***** Input material

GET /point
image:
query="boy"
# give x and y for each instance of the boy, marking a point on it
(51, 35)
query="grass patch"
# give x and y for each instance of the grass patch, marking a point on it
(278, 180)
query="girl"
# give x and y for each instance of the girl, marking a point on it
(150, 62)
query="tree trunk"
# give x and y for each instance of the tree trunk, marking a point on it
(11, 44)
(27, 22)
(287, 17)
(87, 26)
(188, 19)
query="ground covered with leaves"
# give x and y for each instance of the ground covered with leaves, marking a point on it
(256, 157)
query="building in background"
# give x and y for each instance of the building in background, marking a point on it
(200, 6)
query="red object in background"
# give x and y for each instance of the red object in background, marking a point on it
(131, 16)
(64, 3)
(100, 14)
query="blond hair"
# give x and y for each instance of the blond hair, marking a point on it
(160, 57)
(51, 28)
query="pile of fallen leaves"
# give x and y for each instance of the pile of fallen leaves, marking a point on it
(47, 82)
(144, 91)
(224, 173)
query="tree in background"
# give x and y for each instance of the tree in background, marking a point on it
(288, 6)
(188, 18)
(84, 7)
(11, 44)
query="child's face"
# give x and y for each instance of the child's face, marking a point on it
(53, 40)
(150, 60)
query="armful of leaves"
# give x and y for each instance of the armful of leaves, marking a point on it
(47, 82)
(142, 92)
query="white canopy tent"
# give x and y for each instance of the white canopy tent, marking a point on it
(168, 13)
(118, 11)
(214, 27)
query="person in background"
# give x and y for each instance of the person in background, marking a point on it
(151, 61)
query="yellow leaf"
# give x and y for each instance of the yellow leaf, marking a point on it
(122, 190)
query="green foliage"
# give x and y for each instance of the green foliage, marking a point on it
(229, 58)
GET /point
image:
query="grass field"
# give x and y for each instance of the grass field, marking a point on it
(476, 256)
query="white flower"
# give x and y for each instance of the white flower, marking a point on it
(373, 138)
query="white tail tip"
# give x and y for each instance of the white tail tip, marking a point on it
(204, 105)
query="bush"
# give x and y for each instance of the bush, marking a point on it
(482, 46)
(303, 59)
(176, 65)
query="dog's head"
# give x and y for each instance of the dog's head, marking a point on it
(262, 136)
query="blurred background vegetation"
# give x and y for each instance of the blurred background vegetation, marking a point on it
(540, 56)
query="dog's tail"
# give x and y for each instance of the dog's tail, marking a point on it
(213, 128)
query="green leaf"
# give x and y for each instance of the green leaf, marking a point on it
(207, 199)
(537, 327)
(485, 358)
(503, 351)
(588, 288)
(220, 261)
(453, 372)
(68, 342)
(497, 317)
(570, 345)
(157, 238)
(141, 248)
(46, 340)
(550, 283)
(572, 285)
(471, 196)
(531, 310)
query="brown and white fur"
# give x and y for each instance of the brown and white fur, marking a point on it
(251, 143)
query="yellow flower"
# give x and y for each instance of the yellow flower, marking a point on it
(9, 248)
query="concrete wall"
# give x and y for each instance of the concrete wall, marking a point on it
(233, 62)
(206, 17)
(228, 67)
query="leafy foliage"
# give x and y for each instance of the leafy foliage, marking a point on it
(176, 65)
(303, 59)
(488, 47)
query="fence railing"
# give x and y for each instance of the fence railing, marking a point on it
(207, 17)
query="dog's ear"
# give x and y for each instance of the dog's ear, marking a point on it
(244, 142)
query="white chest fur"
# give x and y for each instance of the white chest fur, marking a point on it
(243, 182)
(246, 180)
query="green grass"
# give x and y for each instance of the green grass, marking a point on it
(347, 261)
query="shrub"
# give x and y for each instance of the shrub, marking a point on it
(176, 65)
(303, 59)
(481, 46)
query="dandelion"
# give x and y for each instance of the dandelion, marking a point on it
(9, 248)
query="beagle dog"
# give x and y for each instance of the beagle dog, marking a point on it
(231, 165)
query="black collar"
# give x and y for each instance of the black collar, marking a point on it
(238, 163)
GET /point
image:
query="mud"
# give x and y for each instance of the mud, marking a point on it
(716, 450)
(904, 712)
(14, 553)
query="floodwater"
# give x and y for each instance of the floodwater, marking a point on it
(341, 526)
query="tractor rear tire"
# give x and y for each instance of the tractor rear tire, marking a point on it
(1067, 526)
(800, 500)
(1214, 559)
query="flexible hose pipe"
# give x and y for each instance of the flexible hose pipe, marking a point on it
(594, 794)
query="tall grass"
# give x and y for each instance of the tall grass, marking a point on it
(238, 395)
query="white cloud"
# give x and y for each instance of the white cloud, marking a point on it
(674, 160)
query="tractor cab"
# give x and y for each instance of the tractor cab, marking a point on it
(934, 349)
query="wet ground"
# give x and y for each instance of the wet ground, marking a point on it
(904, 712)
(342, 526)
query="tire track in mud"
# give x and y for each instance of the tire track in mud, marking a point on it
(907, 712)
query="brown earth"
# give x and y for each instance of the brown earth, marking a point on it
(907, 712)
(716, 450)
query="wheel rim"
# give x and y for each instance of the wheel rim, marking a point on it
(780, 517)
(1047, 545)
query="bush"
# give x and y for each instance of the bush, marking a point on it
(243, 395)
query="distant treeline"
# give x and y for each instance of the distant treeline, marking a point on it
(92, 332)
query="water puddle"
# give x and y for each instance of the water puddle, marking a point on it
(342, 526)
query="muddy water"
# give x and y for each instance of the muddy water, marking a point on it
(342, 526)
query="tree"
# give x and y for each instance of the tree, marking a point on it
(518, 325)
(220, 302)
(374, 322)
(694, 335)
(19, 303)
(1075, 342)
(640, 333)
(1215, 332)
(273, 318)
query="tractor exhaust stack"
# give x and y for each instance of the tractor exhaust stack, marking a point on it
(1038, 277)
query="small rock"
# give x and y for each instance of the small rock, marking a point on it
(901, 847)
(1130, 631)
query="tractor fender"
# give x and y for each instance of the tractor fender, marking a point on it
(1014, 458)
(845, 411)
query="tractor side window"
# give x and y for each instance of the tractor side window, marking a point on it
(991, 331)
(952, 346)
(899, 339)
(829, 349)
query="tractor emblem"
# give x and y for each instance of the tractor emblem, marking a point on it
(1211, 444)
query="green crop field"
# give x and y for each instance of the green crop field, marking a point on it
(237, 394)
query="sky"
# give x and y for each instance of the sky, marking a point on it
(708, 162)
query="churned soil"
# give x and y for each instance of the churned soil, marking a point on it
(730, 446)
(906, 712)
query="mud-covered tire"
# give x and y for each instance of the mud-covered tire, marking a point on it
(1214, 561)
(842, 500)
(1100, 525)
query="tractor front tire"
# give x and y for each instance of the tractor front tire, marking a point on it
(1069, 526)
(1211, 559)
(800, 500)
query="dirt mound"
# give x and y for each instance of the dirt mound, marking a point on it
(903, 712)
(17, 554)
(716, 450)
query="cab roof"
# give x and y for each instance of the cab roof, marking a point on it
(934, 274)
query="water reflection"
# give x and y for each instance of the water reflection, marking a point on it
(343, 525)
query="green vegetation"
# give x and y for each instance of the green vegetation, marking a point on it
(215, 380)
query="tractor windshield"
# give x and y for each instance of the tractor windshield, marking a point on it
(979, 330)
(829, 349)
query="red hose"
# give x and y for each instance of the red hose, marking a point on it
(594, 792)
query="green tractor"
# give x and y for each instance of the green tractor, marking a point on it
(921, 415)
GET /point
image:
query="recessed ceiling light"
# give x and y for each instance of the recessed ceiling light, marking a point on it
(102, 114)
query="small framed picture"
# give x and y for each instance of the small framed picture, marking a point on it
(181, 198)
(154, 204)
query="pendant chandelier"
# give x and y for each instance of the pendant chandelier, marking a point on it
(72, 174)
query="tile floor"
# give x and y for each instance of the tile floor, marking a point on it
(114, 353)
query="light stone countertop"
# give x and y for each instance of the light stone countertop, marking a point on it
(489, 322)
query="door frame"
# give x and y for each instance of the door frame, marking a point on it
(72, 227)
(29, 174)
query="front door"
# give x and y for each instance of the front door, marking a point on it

**********

### The request
Copy out every line of the items above that contains the string "chandelier", matching case exactly.

### Answer to the problem
query="pendant chandelier"
# give x and y for each instance of the pendant chandelier, marking a point on it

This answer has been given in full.